◆ **EXTRACTED MATERIAL**
***

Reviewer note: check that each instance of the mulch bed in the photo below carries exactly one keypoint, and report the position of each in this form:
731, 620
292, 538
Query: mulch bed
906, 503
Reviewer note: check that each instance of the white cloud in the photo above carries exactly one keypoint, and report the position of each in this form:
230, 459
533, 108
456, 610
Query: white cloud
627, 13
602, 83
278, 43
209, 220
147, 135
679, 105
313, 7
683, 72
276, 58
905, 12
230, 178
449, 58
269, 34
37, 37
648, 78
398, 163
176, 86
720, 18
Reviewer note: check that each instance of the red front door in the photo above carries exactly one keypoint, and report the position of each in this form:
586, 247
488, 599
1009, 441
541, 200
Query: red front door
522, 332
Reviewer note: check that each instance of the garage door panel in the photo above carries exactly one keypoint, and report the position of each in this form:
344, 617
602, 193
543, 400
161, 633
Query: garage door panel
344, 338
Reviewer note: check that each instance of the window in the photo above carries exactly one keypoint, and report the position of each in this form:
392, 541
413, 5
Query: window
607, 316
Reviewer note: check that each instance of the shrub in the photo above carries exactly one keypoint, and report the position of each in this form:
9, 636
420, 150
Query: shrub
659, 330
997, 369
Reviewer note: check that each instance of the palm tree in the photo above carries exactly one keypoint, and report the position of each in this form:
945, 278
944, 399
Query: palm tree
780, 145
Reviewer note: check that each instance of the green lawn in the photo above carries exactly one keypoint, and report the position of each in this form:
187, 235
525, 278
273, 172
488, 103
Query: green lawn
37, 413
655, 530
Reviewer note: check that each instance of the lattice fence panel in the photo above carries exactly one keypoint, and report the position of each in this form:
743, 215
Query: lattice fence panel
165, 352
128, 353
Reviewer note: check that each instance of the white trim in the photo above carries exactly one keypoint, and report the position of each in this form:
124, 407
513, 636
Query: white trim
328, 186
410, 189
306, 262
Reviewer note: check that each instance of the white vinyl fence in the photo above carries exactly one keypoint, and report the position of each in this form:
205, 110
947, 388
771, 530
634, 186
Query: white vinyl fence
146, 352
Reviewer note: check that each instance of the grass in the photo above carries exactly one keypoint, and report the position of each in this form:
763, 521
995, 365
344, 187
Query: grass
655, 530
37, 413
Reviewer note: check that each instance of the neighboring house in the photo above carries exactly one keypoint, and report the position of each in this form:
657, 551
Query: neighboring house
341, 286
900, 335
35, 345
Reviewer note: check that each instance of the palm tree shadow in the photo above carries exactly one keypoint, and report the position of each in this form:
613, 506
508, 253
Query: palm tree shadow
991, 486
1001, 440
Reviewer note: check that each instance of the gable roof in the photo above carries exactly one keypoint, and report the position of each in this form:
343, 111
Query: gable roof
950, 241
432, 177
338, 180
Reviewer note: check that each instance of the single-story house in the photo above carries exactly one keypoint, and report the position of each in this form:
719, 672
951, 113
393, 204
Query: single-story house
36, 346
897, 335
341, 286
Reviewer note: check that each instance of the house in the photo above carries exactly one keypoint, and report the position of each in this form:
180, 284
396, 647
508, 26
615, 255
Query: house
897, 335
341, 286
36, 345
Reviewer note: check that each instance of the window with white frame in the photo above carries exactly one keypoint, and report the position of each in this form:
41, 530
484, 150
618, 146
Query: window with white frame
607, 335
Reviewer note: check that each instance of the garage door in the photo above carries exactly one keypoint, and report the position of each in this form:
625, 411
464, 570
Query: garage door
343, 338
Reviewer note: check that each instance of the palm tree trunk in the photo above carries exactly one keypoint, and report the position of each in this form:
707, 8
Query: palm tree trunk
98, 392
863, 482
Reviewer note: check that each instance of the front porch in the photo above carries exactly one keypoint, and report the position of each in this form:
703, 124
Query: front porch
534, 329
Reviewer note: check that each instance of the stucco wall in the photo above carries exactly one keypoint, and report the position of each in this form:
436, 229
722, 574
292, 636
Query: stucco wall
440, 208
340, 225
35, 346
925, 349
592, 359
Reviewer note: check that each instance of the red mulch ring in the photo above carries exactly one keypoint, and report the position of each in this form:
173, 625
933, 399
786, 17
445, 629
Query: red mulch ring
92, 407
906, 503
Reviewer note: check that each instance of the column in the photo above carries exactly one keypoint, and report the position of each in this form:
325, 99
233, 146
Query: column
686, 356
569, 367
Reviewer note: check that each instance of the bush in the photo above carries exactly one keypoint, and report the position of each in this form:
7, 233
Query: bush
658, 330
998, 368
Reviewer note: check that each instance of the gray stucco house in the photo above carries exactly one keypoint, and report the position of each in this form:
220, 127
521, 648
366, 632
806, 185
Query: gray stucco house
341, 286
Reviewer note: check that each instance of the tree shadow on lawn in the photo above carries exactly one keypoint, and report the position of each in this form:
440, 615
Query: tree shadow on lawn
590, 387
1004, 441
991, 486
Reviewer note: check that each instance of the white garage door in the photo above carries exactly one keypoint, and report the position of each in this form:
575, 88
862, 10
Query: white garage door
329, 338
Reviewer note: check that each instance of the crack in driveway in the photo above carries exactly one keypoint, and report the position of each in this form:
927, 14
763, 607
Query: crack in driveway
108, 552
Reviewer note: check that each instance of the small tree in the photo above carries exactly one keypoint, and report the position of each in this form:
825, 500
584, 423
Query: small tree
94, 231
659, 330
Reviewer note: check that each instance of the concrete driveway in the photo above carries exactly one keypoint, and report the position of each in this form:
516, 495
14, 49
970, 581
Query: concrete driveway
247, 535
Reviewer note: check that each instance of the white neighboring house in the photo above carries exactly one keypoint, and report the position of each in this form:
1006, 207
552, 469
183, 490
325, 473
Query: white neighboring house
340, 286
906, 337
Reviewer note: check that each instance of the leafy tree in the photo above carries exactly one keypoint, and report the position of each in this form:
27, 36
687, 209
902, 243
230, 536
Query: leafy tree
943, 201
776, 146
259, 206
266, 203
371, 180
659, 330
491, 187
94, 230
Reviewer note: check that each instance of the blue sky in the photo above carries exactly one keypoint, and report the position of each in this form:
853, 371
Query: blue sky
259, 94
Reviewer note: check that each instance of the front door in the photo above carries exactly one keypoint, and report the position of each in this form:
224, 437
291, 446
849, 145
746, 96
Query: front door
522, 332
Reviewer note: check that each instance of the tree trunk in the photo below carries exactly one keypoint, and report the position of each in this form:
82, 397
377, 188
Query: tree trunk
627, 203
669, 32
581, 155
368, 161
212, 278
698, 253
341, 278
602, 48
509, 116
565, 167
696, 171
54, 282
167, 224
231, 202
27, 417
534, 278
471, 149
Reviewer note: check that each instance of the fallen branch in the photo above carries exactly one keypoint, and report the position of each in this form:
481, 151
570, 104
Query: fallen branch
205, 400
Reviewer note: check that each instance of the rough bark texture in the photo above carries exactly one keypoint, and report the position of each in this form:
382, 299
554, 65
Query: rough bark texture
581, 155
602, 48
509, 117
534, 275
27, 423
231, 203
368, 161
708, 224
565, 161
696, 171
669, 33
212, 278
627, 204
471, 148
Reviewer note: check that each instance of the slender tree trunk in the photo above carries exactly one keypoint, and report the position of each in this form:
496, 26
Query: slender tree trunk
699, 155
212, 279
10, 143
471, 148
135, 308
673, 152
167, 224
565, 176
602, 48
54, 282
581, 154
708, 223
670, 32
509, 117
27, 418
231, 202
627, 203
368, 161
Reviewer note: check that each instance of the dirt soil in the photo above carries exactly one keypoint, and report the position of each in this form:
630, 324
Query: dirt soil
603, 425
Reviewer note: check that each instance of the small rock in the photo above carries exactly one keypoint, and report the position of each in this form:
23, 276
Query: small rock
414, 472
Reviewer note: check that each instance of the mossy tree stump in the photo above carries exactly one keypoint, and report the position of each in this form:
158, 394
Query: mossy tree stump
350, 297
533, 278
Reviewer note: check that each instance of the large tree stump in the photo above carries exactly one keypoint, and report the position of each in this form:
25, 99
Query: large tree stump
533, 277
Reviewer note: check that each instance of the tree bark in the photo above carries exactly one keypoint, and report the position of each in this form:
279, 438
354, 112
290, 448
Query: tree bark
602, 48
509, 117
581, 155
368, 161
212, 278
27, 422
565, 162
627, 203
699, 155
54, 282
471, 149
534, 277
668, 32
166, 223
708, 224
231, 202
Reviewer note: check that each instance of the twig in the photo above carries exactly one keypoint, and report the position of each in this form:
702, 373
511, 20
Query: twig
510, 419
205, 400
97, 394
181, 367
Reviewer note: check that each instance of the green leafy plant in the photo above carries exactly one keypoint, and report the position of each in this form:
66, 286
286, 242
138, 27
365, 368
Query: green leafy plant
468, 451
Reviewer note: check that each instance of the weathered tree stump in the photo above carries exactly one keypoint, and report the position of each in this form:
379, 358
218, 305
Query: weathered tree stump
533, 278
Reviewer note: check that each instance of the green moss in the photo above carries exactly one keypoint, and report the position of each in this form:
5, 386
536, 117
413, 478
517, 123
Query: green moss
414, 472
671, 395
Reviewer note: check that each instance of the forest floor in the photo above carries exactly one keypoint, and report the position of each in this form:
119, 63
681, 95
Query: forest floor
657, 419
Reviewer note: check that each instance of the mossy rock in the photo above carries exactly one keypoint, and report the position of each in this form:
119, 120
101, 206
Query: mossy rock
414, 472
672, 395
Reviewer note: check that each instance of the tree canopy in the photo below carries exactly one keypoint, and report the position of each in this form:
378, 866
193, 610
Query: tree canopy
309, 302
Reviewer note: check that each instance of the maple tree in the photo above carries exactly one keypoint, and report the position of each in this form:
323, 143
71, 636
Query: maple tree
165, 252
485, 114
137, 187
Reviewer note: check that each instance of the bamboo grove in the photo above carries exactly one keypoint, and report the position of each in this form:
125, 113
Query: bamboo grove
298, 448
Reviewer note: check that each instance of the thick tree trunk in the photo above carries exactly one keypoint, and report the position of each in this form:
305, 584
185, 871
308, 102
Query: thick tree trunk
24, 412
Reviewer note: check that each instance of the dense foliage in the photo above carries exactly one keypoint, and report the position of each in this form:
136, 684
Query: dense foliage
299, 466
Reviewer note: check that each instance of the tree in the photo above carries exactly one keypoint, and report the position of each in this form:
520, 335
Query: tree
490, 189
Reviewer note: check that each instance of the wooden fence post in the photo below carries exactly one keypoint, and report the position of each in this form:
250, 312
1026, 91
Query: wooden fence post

***

◆ **WHAT IS ASKED**
Rewrite the part of the listing that opens with the line containing "Reviewer note: check that each instance of the wooden" and closes at the end of the listing, replacing "wooden fence post" with "metal fence post" and keeping everything else the same.

◆ **OUTPUT OF THE TASK**
Reviewer note: check that each instance of the metal fence post in the photo below carries exactly one keypoint, and report the position of each in this form:
250, 312
1026, 91
Query: metal fence post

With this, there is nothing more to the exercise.